Énoncé a: Dénombrez les lignes ci-dessous qui contiennent la chaîne "ridge", en tenant compte de la casse. Donnez uniquement ce nombre.

Consommation et intégrations sociales

Ce qui se joue dans la capacité à aller faire du jet ski en Californie, à acheter dans une épicerie bio, du quinoa fair-trade cultivé par Esteban dans une petite ferme des Andes, ou tout simplement à pouvoir aller acheter une paire de chaussures bon marché pendant les soldes, c’est, entre autres,  une nécessité d’intégration sociale. C’est de montrer à soi et à la société que l’on fait partie d’un groupe et que l’on a réussi (1) . C’est aussi, pour certains, l’occasion de pallier une frustration induite par une importante incapacité de consommer et, de ce fait, d’être en partie mis à l’écart de la société. Le besoin de consommer pour s’intégrer socialement est exacerbé par la société de surconsommation, fragilisant davantage les populations les plus fragiles économiquement (2) . La consommation de biens et de services a souvent un impact social et environnemental important. Il n’est plus possible de surconsommer ainsi. 

La publicité est un vecteur d’envies et de frustration. Son omniprésence est un facteur de surconsommation. Réguler ce domaine est un des outils à disposition pour réduire la surconsommation. 
Un point à ne pas négliger quant à la remise en question de certaines pratiques de consommation est qu’elle n’est pas purement objective. Il y a fort à parier que les classes populaires, déjà stigmatisées (3) par leur mode de consommation, en fassent principalement les frais. Le mépris et la culpabilisation ne sont peut-être pas la meilleure façon de faire changer les pratiques de consommation. Cela peut même être contreproductif.
Les classes populaires ont tendance à imiter les modes de consommation des classes aisées (4) . Si les classes aisées adoptent un mode de consommation « écoresponsable », il y a fort à parier que les changements de pratiques de consommation se diffusent dans la société tout entière.

 

C’est pas bien

« Tu vas au travail en voiture alors que tu as seulement 3 km à faire ! C’est pas bien, et si tout le monde faisait comme toi ? » Nous ne sommes pas dans un concours de vertus. On ne construit pas une société durable et désirable au travers de la culpabilisation.
Il existe de multiples façons de pousser aux changements de comportements sans passer par la moralisation. Les politiques publiques ont un rôle central à jouer dans ce domaine. Pour reprendre comme exemple la question de la voiture. Pour inciter à diminuer l’usage de la voiture, il existe plusieurs solutions encourageant la diminution de la voiture : développer les pistes cyclables, le réseau de transport en commun, faire en sorte que les transports collectifs soient plus rapides et moins chers que la voiture, mettre en place des journées sans voiture, faire des campagnes de sensibilisation, aménager le territoire pour réduire la dépendance à la voiture… 
Parfois, l’incitation n’est malheureusement pas suffisamment efficace pour faire changer rapidement le comportement des consommateurs. Il faut passer par l’interdiction. Quand c’est possible, mieux vaut inciter plutôt que de contraindre, les changements sont plus facilement acceptés de la sorte.

Énoncé b:
Répondez brièvement aux questions suivantes sur le texte ci-dessus consacré à la consommation et à l'intégration sociale :
(i) Selon le texte, de quoi l'omniprésence de la publicité est-elle un facteur ?
(ii) Dans la citation de la partie « C'est pas bien », combien de kilomètres la personne a-t-elle à faire pour aller au travail ?
(iii) Quelles classes ont tendance à imiter les modes de consommation des classes aisées ?

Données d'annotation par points
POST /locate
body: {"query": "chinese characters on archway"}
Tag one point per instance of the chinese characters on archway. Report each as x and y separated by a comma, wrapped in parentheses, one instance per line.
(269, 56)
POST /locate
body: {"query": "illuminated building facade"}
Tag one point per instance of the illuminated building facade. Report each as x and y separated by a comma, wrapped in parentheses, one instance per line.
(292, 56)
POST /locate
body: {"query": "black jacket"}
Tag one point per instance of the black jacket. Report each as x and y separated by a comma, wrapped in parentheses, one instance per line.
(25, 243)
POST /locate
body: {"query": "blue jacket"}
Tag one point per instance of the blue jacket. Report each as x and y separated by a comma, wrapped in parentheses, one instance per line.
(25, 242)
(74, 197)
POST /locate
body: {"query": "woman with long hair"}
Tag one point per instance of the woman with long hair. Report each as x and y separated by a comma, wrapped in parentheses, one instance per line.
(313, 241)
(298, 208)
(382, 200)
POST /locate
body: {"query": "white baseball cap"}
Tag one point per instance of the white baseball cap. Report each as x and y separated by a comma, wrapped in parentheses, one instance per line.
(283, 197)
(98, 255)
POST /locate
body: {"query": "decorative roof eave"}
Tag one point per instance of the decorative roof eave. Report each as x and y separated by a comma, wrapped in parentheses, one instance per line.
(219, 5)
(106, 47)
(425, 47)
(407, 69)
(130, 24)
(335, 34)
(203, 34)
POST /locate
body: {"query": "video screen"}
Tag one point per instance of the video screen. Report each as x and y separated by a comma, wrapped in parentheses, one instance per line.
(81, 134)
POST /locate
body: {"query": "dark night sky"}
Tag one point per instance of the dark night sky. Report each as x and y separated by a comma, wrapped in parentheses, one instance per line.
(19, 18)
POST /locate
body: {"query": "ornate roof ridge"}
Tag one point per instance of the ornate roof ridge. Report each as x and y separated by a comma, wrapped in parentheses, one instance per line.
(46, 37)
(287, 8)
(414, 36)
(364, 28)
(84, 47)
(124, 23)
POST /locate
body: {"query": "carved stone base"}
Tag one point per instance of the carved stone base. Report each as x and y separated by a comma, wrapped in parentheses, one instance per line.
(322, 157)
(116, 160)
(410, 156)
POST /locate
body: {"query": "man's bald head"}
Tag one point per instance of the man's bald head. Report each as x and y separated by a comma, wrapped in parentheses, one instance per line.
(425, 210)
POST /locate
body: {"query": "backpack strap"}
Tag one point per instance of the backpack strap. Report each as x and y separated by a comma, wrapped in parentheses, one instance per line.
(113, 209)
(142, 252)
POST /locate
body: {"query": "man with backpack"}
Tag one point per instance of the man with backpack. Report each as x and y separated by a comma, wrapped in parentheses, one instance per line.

Solution a: 2

Solution b:
(i) De surconsommation.
(ii) 3 km.
(iii) Les classes populaires.